WORK TASK - Extract every line of the material that holds the string "coordinates".

[PROVIDED INFORMATION — start]

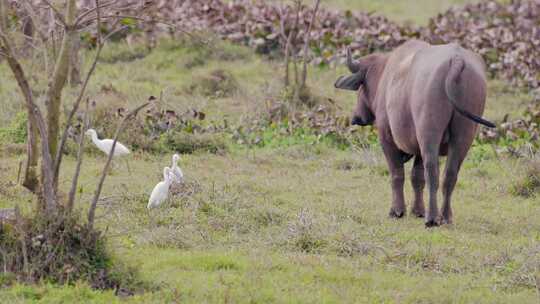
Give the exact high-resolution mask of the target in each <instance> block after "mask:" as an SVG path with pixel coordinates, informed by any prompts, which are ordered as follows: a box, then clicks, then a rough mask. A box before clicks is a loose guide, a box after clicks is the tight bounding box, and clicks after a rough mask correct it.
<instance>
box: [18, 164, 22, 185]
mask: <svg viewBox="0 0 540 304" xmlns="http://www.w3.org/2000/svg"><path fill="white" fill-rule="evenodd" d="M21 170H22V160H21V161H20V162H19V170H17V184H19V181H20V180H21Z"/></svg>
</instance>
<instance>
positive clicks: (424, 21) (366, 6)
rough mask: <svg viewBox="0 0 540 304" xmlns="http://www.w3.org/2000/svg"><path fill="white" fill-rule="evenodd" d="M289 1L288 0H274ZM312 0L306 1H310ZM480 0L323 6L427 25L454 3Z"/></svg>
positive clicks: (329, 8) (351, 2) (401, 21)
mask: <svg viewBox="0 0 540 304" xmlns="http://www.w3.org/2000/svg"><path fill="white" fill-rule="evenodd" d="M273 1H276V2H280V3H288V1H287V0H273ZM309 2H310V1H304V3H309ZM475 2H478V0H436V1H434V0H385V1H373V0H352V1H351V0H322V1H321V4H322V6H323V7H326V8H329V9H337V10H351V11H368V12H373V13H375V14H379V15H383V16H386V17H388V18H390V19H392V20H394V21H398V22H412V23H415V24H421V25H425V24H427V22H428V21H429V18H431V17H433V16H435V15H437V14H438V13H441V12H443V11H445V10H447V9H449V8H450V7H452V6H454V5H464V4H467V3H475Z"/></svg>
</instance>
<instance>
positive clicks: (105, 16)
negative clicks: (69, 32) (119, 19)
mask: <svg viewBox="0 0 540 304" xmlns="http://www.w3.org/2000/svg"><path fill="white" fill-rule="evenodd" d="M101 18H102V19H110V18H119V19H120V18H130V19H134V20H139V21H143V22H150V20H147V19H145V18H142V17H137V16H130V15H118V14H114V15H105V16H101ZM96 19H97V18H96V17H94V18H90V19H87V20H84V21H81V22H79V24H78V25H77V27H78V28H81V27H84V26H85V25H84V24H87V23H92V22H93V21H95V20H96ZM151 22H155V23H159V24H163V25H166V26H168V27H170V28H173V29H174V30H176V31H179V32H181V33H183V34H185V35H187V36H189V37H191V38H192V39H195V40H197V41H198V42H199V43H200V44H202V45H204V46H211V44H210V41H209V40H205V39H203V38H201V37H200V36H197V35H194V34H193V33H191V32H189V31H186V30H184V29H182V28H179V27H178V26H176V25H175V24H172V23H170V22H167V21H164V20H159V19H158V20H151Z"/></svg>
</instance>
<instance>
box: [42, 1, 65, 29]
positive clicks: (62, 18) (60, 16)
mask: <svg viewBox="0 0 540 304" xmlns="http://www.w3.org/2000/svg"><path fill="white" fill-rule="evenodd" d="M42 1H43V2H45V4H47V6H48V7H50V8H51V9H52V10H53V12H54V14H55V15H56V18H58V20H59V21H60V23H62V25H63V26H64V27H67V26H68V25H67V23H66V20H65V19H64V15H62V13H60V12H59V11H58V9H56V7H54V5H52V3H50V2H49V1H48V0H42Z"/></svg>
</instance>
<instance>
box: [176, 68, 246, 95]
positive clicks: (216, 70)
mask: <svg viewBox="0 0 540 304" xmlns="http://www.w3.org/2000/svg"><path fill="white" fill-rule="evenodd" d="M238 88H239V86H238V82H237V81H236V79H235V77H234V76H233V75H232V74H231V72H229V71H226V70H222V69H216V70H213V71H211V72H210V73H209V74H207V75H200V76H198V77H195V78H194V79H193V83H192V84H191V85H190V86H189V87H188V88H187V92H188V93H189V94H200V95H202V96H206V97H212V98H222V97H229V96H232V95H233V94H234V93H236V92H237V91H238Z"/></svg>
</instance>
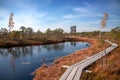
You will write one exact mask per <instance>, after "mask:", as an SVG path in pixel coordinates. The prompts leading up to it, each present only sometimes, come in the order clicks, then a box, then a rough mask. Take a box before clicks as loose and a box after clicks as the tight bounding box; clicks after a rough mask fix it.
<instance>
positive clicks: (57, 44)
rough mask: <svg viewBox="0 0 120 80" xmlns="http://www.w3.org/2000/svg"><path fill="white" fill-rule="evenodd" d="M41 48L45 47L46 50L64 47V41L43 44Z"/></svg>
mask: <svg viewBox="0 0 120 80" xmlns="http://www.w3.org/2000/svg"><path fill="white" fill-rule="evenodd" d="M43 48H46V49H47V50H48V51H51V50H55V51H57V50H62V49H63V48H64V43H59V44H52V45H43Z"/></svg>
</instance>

[PROVIDED INFORMATION — finish]

RESULT OF THE EXERCISE -
Give the exact high-resolution mask of the target in each <instance> block after "mask:" as an SVG path with pixel coordinates, informed by any prompts, which are ordered as follows: a box, then clicks, then a rough mask. A box before clicks is a loose guide, a box after clicks is the tight bounding box, and clicks after a rough mask correct it.
You will write one exact mask per <instance>, after "mask:", as an SVG path in pixel coordinates. The prompts leading up to it, each present only sometimes, come in the order clicks, then a box, then a rough mask. Take a box before clicks as loose and a box after clicks as the tight bounding box; clicks after a rough mask fix it.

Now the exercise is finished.